Single by Ice-T

from the album Home Invasion
- B-side: "99 Problems"
- Released: September 21, 1993 (US); December 16, 1993 (UK);
- Studio: Kytchen Sync
- Genre: Gangsta rap
- Length: 4:39 (LP Version)
- Label: Rhyme $yndicate
- Songwriter(s): Tracy Lauren Marrow; Alphonso Henderson;
- Producer(s): DJ Aladdin; Slej Tha Ruffedge; Ice-T;

Ice-T singles chronology
| "I Ain't New Ta This" (1993) | "That's How I'm Livin'" (1993) | "Gotta Lotta Love" (1994) |

= That's How I'm Livin' =

"That's How I'm Livin'" is a song performed by American recording artist Ice-T. It was released as the second single from the rapper's fifth studio album Home Invasion. The song was produced by Tracy "Ice-T" Marrow, Shafiq "SLJ" Husayn and Alphonso "DJ Aladdin" Henderson, and released via Rhyme $yndicate Records on September 21, 1993 in the United States, and on December 16, 1993 in the United Kingdom. The single peaked at number 21 in the UK, and later was included in the rapper's greatest hits album Greatest Hits: The Evidence.

A music video was released for the clean version of the single. This showed a group of children watching from behind a screen as Ice-T is brought in by police. A brief clip of the book Pimp: the story of my life by Iceberg Slim is shown when the line "I was intrigued by the pimp game" is uttered.

++++++++++

→ **Exercises to complete**
1. From the article on the Ice-T single, write out the part that opens with the words containing "- Label: Rhyme" and closes with "Hits: The Evidence.".
2. According to the article on the Ice-T single, what was the song's highest position in the UK?

→ **Listed entries**
++++++++++

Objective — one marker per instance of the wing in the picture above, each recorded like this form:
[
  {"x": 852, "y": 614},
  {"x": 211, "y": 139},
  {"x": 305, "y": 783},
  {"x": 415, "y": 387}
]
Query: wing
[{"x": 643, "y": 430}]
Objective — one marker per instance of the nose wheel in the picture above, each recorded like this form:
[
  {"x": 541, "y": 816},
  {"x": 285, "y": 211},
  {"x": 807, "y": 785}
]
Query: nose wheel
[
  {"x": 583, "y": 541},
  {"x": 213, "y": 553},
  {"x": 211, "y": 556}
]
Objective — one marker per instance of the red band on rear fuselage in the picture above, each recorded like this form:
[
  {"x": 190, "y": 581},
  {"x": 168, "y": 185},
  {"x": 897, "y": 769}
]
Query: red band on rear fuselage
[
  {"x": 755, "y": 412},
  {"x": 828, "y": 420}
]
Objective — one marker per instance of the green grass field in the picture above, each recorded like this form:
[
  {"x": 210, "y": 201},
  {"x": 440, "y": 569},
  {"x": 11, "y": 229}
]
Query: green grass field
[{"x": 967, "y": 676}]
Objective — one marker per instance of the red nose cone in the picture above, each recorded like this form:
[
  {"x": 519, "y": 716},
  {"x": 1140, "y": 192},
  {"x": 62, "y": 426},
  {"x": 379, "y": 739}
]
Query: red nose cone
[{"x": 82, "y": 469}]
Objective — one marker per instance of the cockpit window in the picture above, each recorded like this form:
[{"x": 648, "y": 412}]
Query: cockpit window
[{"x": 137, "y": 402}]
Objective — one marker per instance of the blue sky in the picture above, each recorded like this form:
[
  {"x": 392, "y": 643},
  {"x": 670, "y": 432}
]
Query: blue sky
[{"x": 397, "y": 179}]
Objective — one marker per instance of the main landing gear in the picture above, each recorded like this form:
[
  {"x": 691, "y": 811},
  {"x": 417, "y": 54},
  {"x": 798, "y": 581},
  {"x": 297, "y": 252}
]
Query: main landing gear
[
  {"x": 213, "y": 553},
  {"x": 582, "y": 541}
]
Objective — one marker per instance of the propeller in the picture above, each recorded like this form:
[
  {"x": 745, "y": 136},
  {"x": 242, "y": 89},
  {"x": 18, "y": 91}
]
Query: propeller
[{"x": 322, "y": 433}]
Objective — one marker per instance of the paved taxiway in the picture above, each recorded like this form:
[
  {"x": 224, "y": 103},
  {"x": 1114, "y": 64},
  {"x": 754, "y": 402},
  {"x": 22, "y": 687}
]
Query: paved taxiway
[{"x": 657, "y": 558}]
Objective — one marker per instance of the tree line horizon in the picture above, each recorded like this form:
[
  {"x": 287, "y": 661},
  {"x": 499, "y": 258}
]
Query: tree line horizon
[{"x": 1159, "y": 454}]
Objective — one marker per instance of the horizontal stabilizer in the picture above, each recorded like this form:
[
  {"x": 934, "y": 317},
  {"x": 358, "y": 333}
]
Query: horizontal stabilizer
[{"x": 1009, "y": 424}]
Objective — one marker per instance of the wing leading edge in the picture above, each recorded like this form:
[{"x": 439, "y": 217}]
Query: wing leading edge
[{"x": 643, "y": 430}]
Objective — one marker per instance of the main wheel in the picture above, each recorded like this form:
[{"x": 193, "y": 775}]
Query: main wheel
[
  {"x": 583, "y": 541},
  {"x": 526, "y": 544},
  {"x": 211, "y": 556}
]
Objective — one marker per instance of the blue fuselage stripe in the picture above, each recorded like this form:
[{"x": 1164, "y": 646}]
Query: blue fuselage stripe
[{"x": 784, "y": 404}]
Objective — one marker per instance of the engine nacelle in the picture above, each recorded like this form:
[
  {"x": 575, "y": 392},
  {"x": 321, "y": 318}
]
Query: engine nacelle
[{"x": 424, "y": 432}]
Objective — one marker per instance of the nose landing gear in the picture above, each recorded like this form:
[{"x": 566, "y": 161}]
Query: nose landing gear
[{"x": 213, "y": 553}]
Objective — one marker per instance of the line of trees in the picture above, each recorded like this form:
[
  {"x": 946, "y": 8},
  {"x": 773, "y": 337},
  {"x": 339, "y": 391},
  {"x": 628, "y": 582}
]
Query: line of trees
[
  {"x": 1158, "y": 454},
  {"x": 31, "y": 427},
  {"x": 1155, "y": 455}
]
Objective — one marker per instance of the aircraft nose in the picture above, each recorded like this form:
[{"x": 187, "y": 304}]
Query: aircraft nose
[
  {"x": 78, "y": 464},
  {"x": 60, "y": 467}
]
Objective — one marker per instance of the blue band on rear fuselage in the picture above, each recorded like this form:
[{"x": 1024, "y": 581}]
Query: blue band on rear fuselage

++++++++++

→ **Responses for each task**
1.
- Label: Rhyme $yndicate
- Songwriter(s): Tracy Lauren Marrow; Alphonso Henderson;
- Producer(s): DJ Aladdin; Slej Tha Ruffedge; Ice-T;

Ice-T singles chronology
| "I Ain't New Ta This" (1993) | "That's How I'm Livin'" (1993) | "Gotta Lotta Love" (1994) |

= That's How I'm Livin' =

"That's How I'm Livin'" is a song performed by American recording artist Ice-T. It was released as the second single from the rapper's fifth studio album Home Invasion. The song was produced by Tracy "Ice-T" Marrow, Shafiq "SLJ" Husayn and Alphonso "DJ Aladdin" Henderson, and released via Rhyme $yndicate Records on September 21, 1993 in the United States, and on December 16, 1993 in the United Kingdom. The single peaked at number 21 in the UK, and later was included in the rapper's greatest hits album Greatest Hits: The Evidence.

2. Number 21.